_WHAT TO PRODUCE:_
The response has to reproduce all entries exactly while excluding their pictures.

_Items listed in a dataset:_
BEGIN
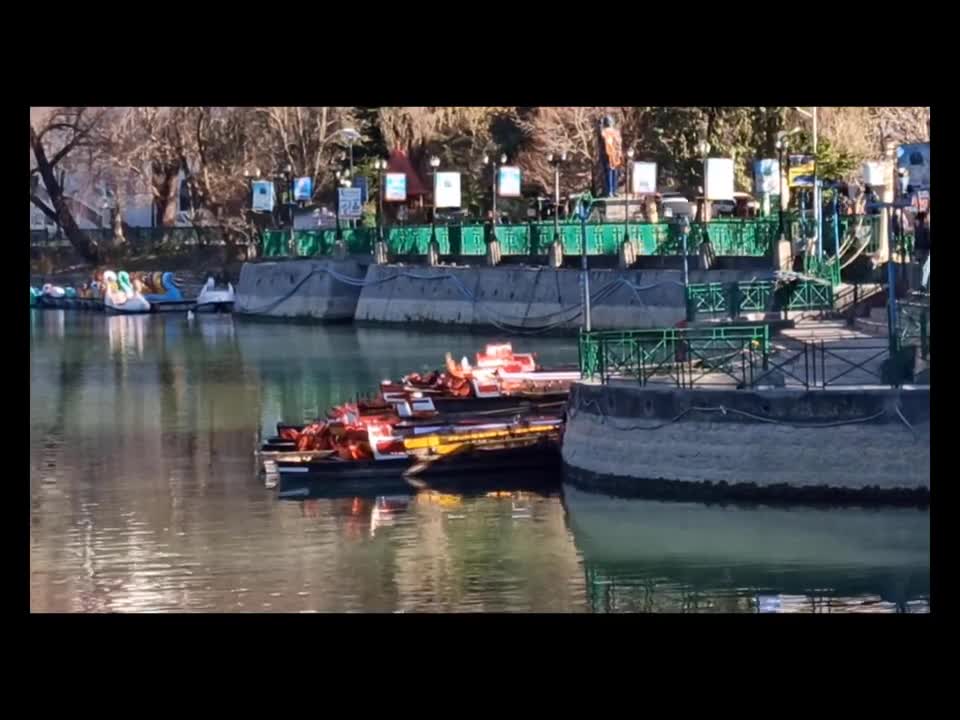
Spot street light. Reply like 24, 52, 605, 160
624, 147, 635, 242
547, 151, 567, 245
483, 152, 508, 240
340, 128, 361, 177
696, 140, 710, 221
373, 158, 388, 244
334, 169, 345, 240
429, 155, 441, 249
897, 167, 910, 265
775, 132, 788, 241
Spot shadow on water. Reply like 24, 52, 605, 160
561, 484, 929, 613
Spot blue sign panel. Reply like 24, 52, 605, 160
293, 176, 313, 202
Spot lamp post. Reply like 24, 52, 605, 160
696, 140, 710, 223
897, 167, 910, 265
483, 152, 507, 235
340, 128, 361, 178
775, 132, 787, 241
624, 147, 635, 243
373, 158, 387, 243
372, 158, 388, 264
547, 151, 567, 244
334, 169, 348, 241
429, 155, 441, 263
243, 167, 261, 256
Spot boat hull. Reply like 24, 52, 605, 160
274, 440, 562, 483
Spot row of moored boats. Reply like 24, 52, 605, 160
30, 271, 234, 314
259, 343, 581, 497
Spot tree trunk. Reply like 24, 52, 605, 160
30, 127, 99, 263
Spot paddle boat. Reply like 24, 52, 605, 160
195, 276, 235, 313
103, 270, 151, 314
143, 271, 194, 313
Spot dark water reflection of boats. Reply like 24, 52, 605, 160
562, 485, 930, 613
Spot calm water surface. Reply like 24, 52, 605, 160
29, 311, 929, 613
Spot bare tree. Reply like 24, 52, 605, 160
30, 107, 109, 262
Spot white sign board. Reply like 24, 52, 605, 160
753, 159, 780, 195
338, 187, 363, 218
705, 158, 734, 200
434, 171, 462, 208
631, 162, 657, 194
251, 180, 275, 212
384, 173, 407, 202
863, 161, 892, 187
498, 166, 521, 197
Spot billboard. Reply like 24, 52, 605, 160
293, 177, 313, 202
788, 154, 816, 188
338, 187, 363, 218
251, 180, 275, 212
498, 166, 521, 197
434, 171, 461, 208
705, 158, 734, 200
631, 162, 657, 194
384, 173, 407, 202
753, 159, 780, 195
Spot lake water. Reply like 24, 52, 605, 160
29, 311, 929, 613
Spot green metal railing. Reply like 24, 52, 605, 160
898, 295, 930, 360
685, 280, 834, 320
578, 325, 770, 388
259, 216, 874, 260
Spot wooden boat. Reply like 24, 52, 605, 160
267, 405, 562, 479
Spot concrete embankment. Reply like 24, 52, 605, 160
562, 383, 930, 503
354, 264, 773, 332
234, 259, 367, 320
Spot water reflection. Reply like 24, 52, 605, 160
31, 312, 930, 613
562, 484, 930, 613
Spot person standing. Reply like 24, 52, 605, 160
598, 115, 623, 197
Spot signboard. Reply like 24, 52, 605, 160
862, 160, 892, 187
434, 171, 461, 208
385, 173, 407, 202
293, 176, 313, 202
704, 158, 734, 200
498, 166, 521, 197
338, 187, 363, 218
913, 190, 930, 212
753, 159, 780, 195
897, 143, 930, 189
251, 180, 275, 212
631, 161, 657, 194
788, 154, 816, 188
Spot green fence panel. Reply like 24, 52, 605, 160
293, 231, 322, 257
495, 225, 531, 255
386, 226, 450, 254
262, 230, 288, 257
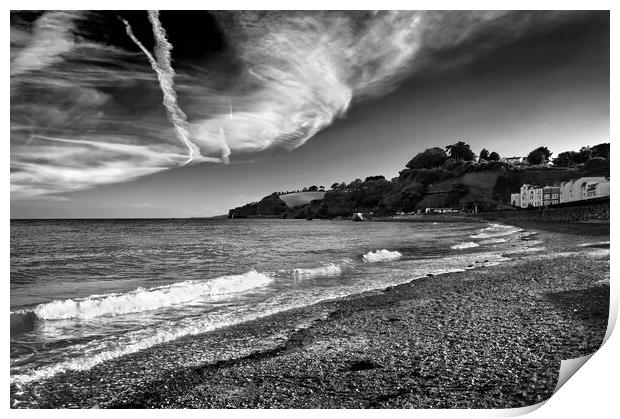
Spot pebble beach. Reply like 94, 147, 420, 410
11, 221, 610, 409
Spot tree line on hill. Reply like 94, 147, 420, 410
275, 185, 326, 195
402, 141, 609, 170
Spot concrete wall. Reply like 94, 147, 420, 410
484, 198, 609, 222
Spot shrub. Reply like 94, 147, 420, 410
406, 147, 448, 169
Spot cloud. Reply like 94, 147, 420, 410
11, 11, 80, 77
10, 135, 181, 198
10, 10, 588, 198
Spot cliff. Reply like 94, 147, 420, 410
228, 193, 289, 218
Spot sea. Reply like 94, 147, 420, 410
10, 218, 542, 387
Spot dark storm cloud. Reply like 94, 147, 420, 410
10, 10, 602, 198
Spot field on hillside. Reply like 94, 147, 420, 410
279, 192, 326, 208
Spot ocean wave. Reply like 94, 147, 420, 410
451, 241, 479, 250
10, 294, 336, 386
362, 249, 402, 263
9, 250, 515, 386
10, 311, 37, 336
21, 270, 273, 321
470, 223, 521, 239
293, 263, 342, 279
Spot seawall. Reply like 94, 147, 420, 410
481, 197, 609, 223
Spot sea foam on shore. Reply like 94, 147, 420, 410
293, 263, 343, 279
362, 249, 402, 263
451, 241, 479, 250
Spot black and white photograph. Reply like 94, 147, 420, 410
9, 5, 613, 411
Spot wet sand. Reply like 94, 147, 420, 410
11, 221, 609, 409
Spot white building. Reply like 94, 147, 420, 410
519, 184, 544, 208
559, 177, 609, 203
542, 185, 560, 206
510, 193, 521, 207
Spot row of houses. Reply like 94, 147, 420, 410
510, 177, 610, 208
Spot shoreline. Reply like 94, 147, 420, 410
11, 220, 609, 409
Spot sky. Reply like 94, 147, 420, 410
10, 10, 609, 218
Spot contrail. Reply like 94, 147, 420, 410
218, 127, 231, 164
121, 12, 218, 164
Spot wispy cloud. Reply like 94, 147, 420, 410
11, 11, 79, 76
11, 135, 181, 198
10, 10, 585, 198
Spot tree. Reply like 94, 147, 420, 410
445, 141, 476, 161
405, 147, 448, 169
331, 182, 340, 190
308, 185, 318, 192
577, 146, 592, 163
526, 146, 552, 165
488, 151, 500, 161
364, 175, 385, 182
348, 179, 363, 190
553, 151, 579, 167
591, 142, 610, 160
302, 187, 308, 192
584, 157, 610, 173
479, 148, 490, 161
319, 185, 325, 191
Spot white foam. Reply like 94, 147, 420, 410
32, 270, 273, 320
293, 263, 342, 279
362, 249, 402, 263
11, 313, 243, 385
470, 223, 522, 239
11, 292, 347, 385
451, 241, 479, 250
577, 241, 610, 247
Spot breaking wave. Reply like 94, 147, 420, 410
11, 302, 286, 385
16, 270, 273, 321
470, 223, 522, 239
451, 241, 479, 250
293, 263, 342, 279
362, 249, 402, 263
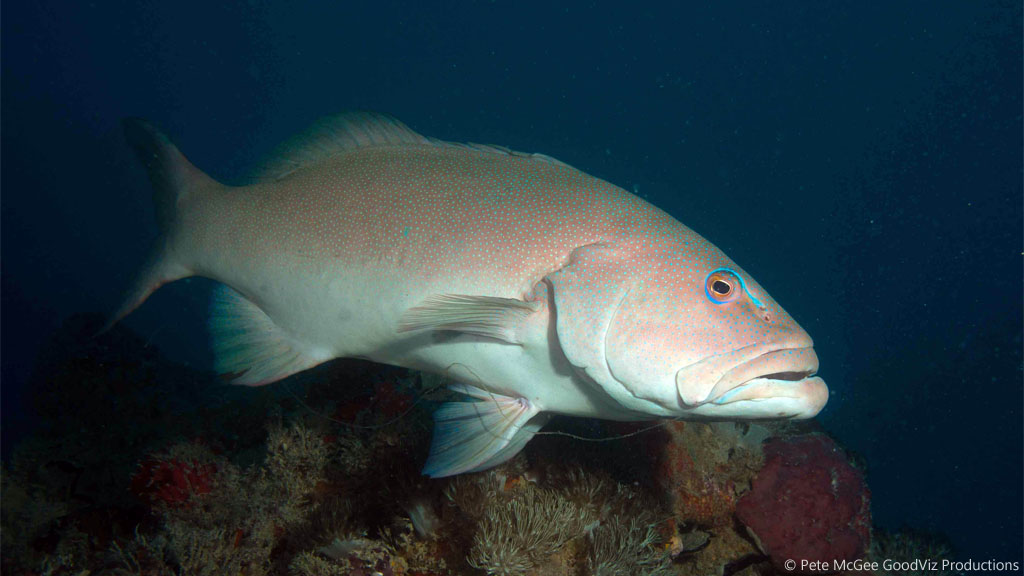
END
_YOUR RESPONSE:_
Spot street light. Reply like 24, 52, 605, 160
624, 147, 635, 242
547, 151, 567, 245
483, 152, 508, 240
340, 128, 361, 177
696, 140, 710, 221
373, 158, 388, 244
334, 169, 345, 240
429, 155, 441, 249
897, 167, 910, 265
775, 132, 788, 241
Spot shadow on water. Reply like 24, 52, 605, 160
561, 484, 929, 613
Spot blue sign panel. Reply like 24, 52, 605, 160
293, 176, 313, 202
Spot lamp post. Reply like 24, 52, 605, 160
696, 140, 710, 223
897, 167, 910, 265
483, 152, 507, 235
340, 128, 361, 178
775, 132, 787, 241
624, 147, 635, 243
373, 158, 387, 243
372, 158, 388, 264
547, 151, 567, 244
334, 169, 348, 241
429, 155, 441, 263
243, 167, 261, 256
Spot boat hull. Reply like 24, 52, 605, 160
274, 440, 562, 483
Spot row of moored boats. Reply like 24, 52, 605, 160
30, 271, 234, 314
259, 343, 581, 497
Spot tree trunk. Reply like 24, 52, 605, 160
30, 127, 99, 263
Spot paddle boat. Reply like 24, 52, 605, 160
195, 276, 235, 313
103, 270, 151, 314
143, 271, 194, 313
Spot dark water reflection of boats. Reply like 24, 52, 605, 160
562, 485, 930, 613
Spot calm water surface. Reply like 24, 52, 605, 160
29, 311, 929, 613
Spot bare tree. Reply like 24, 52, 605, 160
30, 107, 109, 262
Spot white sign board. Reply like 24, 52, 605, 160
753, 159, 780, 195
338, 187, 363, 218
705, 158, 734, 200
434, 171, 462, 208
631, 162, 657, 194
251, 180, 275, 212
384, 173, 407, 202
863, 161, 892, 187
498, 166, 521, 197
Spot billboard. Reply like 24, 52, 605, 160
293, 177, 313, 202
788, 154, 816, 188
338, 187, 363, 218
251, 180, 275, 212
498, 166, 521, 197
434, 171, 461, 208
705, 158, 734, 200
631, 162, 657, 194
384, 173, 407, 202
753, 159, 780, 195
Spot lake water. Reply like 24, 52, 605, 160
29, 311, 929, 613
Spot green metal railing. Reply like 24, 52, 605, 160
898, 295, 930, 360
685, 280, 834, 320
578, 325, 770, 388
259, 216, 874, 260
Spot wooden boat. Reply like 24, 52, 605, 160
267, 405, 562, 479
Spot concrete embankment. Reply like 24, 52, 605, 160
562, 383, 930, 503
354, 264, 773, 332
234, 259, 367, 320
Spot water reflection. Reply like 24, 52, 605, 160
31, 312, 930, 613
562, 484, 930, 613
Spot person standing. Reply like 24, 52, 605, 160
598, 115, 623, 197
Spot signboard. Reply like 24, 52, 605, 160
862, 160, 892, 187
434, 171, 461, 208
385, 173, 407, 202
293, 176, 313, 202
704, 158, 734, 200
498, 166, 521, 197
338, 187, 363, 218
913, 190, 930, 212
753, 159, 780, 195
897, 143, 930, 189
251, 180, 275, 212
631, 161, 657, 194
788, 154, 816, 188
Spot green fence panel. Reply like 24, 52, 605, 160
293, 231, 322, 257
495, 225, 531, 255
386, 226, 450, 254
262, 230, 288, 257
Spot pebble beach. Reply like 94, 147, 420, 410
11, 221, 610, 409
Spot tree line on hill. Reply like 94, 147, 420, 410
275, 185, 326, 195
402, 141, 609, 170
Spot concrete wall. Reply like 94, 147, 420, 410
484, 198, 609, 222
Spot shrub. Reply like 94, 147, 420, 410
406, 147, 448, 169
Spot cloud. Reply like 94, 147, 420, 410
11, 11, 80, 77
10, 135, 181, 198
10, 10, 588, 198
Spot cliff. Reply like 94, 147, 420, 410
228, 193, 289, 218
Spot sea. Reply like 94, 147, 420, 410
10, 218, 542, 387
Spot dark storm cloud. Reply like 94, 147, 420, 410
10, 10, 602, 198
Spot field on hillside. Reply like 94, 147, 420, 410
279, 192, 326, 208
Spot ocean wave. Reply like 94, 147, 420, 410
451, 241, 479, 250
10, 294, 336, 386
362, 249, 402, 263
9, 250, 515, 386
10, 311, 37, 336
21, 270, 273, 321
470, 223, 521, 239
293, 263, 342, 279
Spot seawall. Reply like 94, 147, 420, 410
481, 197, 609, 223
Spot sea foam on shore. Reply like 94, 147, 420, 410
293, 263, 343, 279
362, 249, 402, 263
451, 241, 479, 250
Spot black and white photograph. Reply like 94, 147, 420, 410
9, 5, 613, 411
Spot wet sand. Reply like 94, 147, 420, 410
11, 221, 609, 409
Spot white building. Reply like 94, 147, 420, 410
519, 184, 544, 208
559, 177, 609, 203
542, 185, 560, 206
510, 193, 521, 207
Spot row of houses. Reply like 94, 147, 420, 410
510, 177, 610, 208
Spot shoreline. Reply like 94, 147, 420, 410
11, 220, 609, 409
Spot sky. Reply like 94, 147, 420, 410
10, 10, 609, 218
Spot contrail. Reply like 94, 147, 420, 410
218, 127, 231, 164
121, 12, 218, 164
Spot wispy cloud. Reply like 94, 147, 420, 410
11, 11, 79, 76
11, 135, 181, 198
10, 10, 585, 198
Spot tree. Reply like 94, 147, 420, 410
445, 141, 476, 161
405, 147, 448, 169
331, 182, 340, 190
308, 185, 318, 192
577, 146, 592, 163
526, 146, 552, 165
488, 151, 500, 161
364, 175, 385, 182
348, 179, 363, 190
553, 151, 579, 167
591, 142, 610, 160
302, 187, 308, 192
584, 157, 610, 173
479, 148, 490, 161
319, 185, 325, 191
Spot white foam. Reply like 94, 147, 420, 410
32, 270, 273, 320
293, 263, 342, 279
362, 249, 402, 263
11, 313, 243, 385
470, 223, 522, 239
11, 292, 347, 385
451, 241, 479, 250
577, 241, 610, 247
Spot breaking wave. Reply like 94, 147, 420, 410
11, 302, 286, 385
16, 270, 273, 321
470, 223, 522, 239
451, 241, 479, 250
293, 263, 342, 279
362, 249, 402, 263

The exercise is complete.